> **Section du document**

▬▬▬

BONHAM… MAIS AVANT TOUT DEBORAH !
Il y a parfois des gens que l’on croise sur sa route et qui provoquent instantanément deux sentiments contradictoires : le réel plaisir de la rencontre mêlé au profond regret que ladite rencontre n’ait pas eu lieu plus tôt ! Et bien voilà, Deborah Bonham fait partie de ces gens-là qui provoquent en vous cette intensité émotionnelle au premier contact scellé par une ferme poignée de mains, et qui quelques heures plus tard, se conclut par de chaudes embrassades avec la promesse de se revoir un jour, et même très vite !!
Accueillante, chaleureuse, enjouée… de nombreux qualificatifs peuvent décrire ce personnage haut en couleurs (y compris dans le choix de ses insolites tenues vestimentaires !). Mais, on est encore loin de la vérité, car il faut attendre de la voir entrer en scène, pour finalement en rester sans voix, cherchant nos mots en happant les siens !
Deborah Bonham « on stage », c’est quelque chose ! Une présence lumineuse, une puissante fragilité, une intarissable générosité, une tigresse qui vient vous sortir les tripes avec son rock survolté et qui vous les tord dans tous les sens avec son blues transcendant, presque hypnotique ! C’est simple : Deborah envahit l’espace, vous inonde, vous submerge, vous emporte…
Pourtant, ça n’a pas été toujours facile pour la « p’tite sœur » du grand John Bonham que bien évidemment les connaisseurs identifieront immédiatement comme le batteur du mythique groupe londonien Led Zeppelin fondé en 1968 par Jimmy Page (guitare), avec Robert Plant(chant) et John Paul Jones (basse, claviers) !
Tracer son chemin et suivre sa route musicale n’est finalement pas si simple lorsque l’ombre d’un géant vous cache de la lumière ! Mais jamais Deborah Bonham n’a douté de sa voie et comme elle le résume si bien : « I just have to do it » ! Il lui a fallu du temps, de la patience, de la perseverance aussi pour faire sa place dans un milieu qui ne l’a pas toujours épargnée.
Mais aujourd’hui, à 53 ans, la voici devant nous, épanouie, accomplie et sans complexe ! Entourée de ceux qui l’ont choisie pour accompagner et porter sa musique dont elle compose la plupart des morceaux. Et nous, devant la nudité de ses pieds (elle ne porte jamais de chaussures sur scène !) nous nous inclinons avec délice, admiration et avec respect !

▬▬▬

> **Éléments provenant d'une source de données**
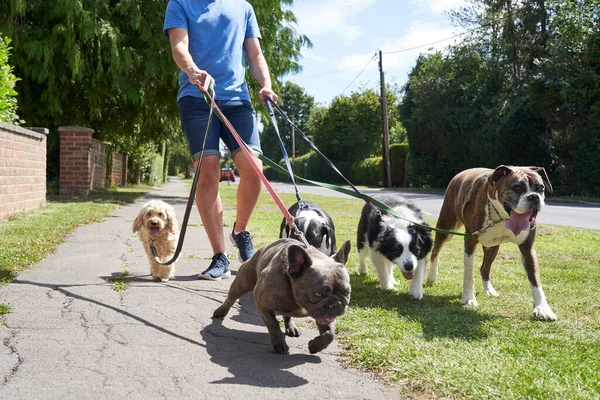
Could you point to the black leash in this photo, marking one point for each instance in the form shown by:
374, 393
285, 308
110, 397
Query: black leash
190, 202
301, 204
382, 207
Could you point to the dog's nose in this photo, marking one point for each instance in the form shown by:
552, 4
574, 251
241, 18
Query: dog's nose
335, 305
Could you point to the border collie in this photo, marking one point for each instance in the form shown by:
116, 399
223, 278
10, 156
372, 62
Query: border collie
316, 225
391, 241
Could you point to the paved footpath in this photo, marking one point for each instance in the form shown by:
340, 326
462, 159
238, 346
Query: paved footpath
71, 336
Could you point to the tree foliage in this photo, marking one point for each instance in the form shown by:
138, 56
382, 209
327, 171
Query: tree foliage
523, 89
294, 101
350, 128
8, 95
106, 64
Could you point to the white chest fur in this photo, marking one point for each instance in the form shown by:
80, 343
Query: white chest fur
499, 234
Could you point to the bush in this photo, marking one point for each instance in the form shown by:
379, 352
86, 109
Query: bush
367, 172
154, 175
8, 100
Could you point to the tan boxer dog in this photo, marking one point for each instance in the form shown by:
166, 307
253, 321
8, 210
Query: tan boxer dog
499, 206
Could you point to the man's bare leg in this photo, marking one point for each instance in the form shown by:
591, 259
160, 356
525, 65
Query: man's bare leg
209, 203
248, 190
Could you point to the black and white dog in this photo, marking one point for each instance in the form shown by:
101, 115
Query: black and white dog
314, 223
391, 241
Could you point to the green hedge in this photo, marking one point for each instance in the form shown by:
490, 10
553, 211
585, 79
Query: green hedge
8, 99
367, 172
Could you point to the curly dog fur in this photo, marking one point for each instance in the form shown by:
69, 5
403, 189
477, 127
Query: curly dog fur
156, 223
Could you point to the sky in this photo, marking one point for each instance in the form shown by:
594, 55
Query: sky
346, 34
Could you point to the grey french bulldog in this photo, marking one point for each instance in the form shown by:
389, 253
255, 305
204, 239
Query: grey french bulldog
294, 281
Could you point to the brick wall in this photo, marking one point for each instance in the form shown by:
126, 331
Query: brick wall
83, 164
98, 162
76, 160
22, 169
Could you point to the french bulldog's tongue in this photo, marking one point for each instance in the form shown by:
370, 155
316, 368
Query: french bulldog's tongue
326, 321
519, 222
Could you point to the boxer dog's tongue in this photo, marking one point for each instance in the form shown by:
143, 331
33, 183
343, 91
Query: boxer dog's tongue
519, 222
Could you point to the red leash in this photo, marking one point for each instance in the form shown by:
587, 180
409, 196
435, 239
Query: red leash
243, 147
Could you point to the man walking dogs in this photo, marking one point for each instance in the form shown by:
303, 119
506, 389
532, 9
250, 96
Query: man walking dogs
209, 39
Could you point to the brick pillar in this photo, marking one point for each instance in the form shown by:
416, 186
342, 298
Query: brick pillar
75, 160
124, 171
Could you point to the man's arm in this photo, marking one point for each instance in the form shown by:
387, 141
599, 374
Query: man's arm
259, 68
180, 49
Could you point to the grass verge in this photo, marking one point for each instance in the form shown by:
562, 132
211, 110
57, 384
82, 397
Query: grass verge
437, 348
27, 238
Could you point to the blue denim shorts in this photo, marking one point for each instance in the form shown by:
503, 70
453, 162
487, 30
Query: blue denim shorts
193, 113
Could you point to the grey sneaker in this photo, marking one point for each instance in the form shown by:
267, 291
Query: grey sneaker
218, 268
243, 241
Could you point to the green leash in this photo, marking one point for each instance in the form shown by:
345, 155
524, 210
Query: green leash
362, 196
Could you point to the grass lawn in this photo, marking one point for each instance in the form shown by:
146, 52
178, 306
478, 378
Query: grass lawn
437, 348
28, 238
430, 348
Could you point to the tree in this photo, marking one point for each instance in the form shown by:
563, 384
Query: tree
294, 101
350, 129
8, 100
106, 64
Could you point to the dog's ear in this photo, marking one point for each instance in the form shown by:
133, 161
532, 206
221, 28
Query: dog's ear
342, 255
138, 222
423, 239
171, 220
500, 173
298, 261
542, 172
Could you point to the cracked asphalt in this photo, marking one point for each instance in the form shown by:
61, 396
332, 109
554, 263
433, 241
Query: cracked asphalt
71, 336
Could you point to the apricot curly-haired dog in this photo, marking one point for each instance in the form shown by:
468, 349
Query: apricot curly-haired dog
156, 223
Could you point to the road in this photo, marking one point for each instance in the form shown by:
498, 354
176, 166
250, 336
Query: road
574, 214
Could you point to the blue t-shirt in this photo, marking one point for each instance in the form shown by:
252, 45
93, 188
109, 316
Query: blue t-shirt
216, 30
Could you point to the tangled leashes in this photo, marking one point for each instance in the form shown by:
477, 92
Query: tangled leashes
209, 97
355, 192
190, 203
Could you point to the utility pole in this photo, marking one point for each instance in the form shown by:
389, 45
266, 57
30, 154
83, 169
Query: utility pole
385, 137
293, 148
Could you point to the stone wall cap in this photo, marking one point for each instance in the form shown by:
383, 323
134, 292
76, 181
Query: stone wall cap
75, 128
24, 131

▬▬▬

> **Consigne 1**
Traduire en anglais la phrase suivante de l'article sur Deborah Bonham : « C’est simple : Deborah envahit l’espace, vous inonde, vous submerge, vous emporte… »
> **Consigne 2**
Rédiger la suite de l'article sur Deborah Bonham en reprenant après sa dernière phrase.

> **Résultat attendu 1**
It's simple: Deborah fills the space, floods you, overwhelms you, carries you away…

> **Résultat attendu 2**
Etre journaliste nous accorde il est vrai quelques privilèges. Pour ma part, ce jour-là du 21 février 2015 à Istres, au lieu-dit L’Usine, magnifique salle de concert, j’ai eu celui de vivre ce concert en coulisses et aux côtés des artistes. Un grand merci au passage à Laurent Milliet de 106db pour nous avoir organisé cette rencontre exclusive !
J’assume parfaitement mon manque d’objectivité totalement volontaire pour introduire nos sympathiques échanges qui vous permettront de découvrir cette formidable artiste ! Mais lorsque, ce soir-là à L’Usine, j’ai vu de mes propres yeux et entendu de mes propres oreilles près de 200 personnes s’interroger sur cette mystérieuse Deborah Bonham programmée en première partie de soirée et, une heure trente plus tard, battre le rappel à deux reprises pour prolonger ces instants de grâce, qu’on ne me parle plus de subjectivité ! Car sincèrement, je crois que ce soir-là, je n’étais pas la seule à me réjouir de cette nouvelle rencontre et à regretter qu’elle n’ait pas eu lieu plus tôt !!!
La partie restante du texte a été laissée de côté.